### SELECTION
========================================
African art in vogue
There can be no doubt that African contemporary artists are currently in vogue. This is generating a rapid promotion not just of those who are truly talented but also of painters who are repeating a tried and tested formula: portraits, bright colours, contrasting patterns. According to Katya Kazakina from Artnet News, artists who don’t even have galleries yet are attracting strong speculation at auction. She points out that those born after 1974 generated sales of up to 40 million dollars under the auctioneers’ hammer in 2021, up from 7.5 million in 2019.
Great African Master
Far removed from this financial turmoil, there’s a great African master who paved the way brilliantly for current art on the continent and is making a major comeback in 2022.
1000 drawings at Moma
The Ivorian Frédéric Bruly Bouabré (1923-2014) will be the subject of an exhibition of 1000 drawings at Moma in New York from 13 March to 13 August 2022 under the title “Frédéric Bruly Bouabré: The World Unbound”.
========================================
### MATERIAL
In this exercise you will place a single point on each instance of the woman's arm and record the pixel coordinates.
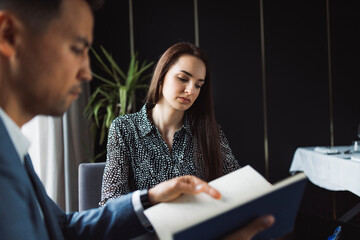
(230, 164)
========================================
### WORK TO DO
#1 Answer the following from the article on African art:
(a) Which Artnet News writer is cited on auction speculation?
(b) What sales did artists born after 1974 generate at auction in 2021?
(c) Between which dates will the Moma exhibition run?
#2 Print the passage of the article on African art from "African art in" to "million in 2019.".
#3 Give what follows the final sentence of the article on African art.

### OUTPUTS
#1
(a) Katya Kazakina
(b) Up to 40 million dollars
(c) From 13 March to 13 August 2022

#2
African art in vogue
There can be no doubt that African contemporary artists are currently in vogue. This is generating a rapid promotion not just of those who are truly talented but also of painters who are repeating a tried and tested formula: portraits, bright colours, contrasting patterns. According to Katya Kazakina from Artnet News, artists who don’t even have galleries yet are attracting strong speculation at auction. She points out that those born after 1974 generated sales of up to 40 million dollars under the auctioneers’ hammer in 2021, up from 7.5 million in 2019.

#3
Ugochukwu-Smooth C. Nzewi
The exhibition is curated by Ugochukwu-Smooth C. Nzewi, who justifies the staging of the exhibition: “Frédéric Bruly Bouabré was a consummate visionary who imagined and created an interrelated world in several thousand works on paper and hand-written manuscripts. World Unbound is the first in-depth survey in the United States of the career of this remarkable but under-recognized artist and offers MoMA’s audience an exciting opportunity to explore his drawing practice. Bouabré’s infinite curiosity about the world that we live in, his attentiveness to the beauty in human diversity, and in affirming the common ties that bind us all as citizens of the world are ideals that are especially resonant amid today’s uncertain times.”
Bruly Bouabré draws his inspiration from a divine apparition he claims to have had in 1948. From that point on he decided to depict and catalogue different facets of the world through his artistic creation. This takes the form of countless small drawings the size of a postcard, accompanied by maxims, always following the same format.
Cardboards from hairdressers
When he first started out he would draw on pieces of cardboard salvaged from hairdressers, where they were used as packaging for false hairpieces. In this way Bruly Bouabré developed a universal alphabet inspired by his native language, Bété. It comprises 449 drawings made using pen and coloured pencil, the largest series he ever did, a 1990-1991 version of which will be on display at Moma. Between 1987 and 2008 he also made a series entitled “La vie quotidienne”, and there are books listing his various interests that can be discovered at Moma too (1).
Magiciens de la terre
The artist was noticed during preparations for the legendary exhibition which took place at the Centre Pompidou in 1989, “Magiciens de la terre”. Orchestrated by Jean-Hubert Martin, the exhibition was pioneering in the sense that it was open to artists from all over the world.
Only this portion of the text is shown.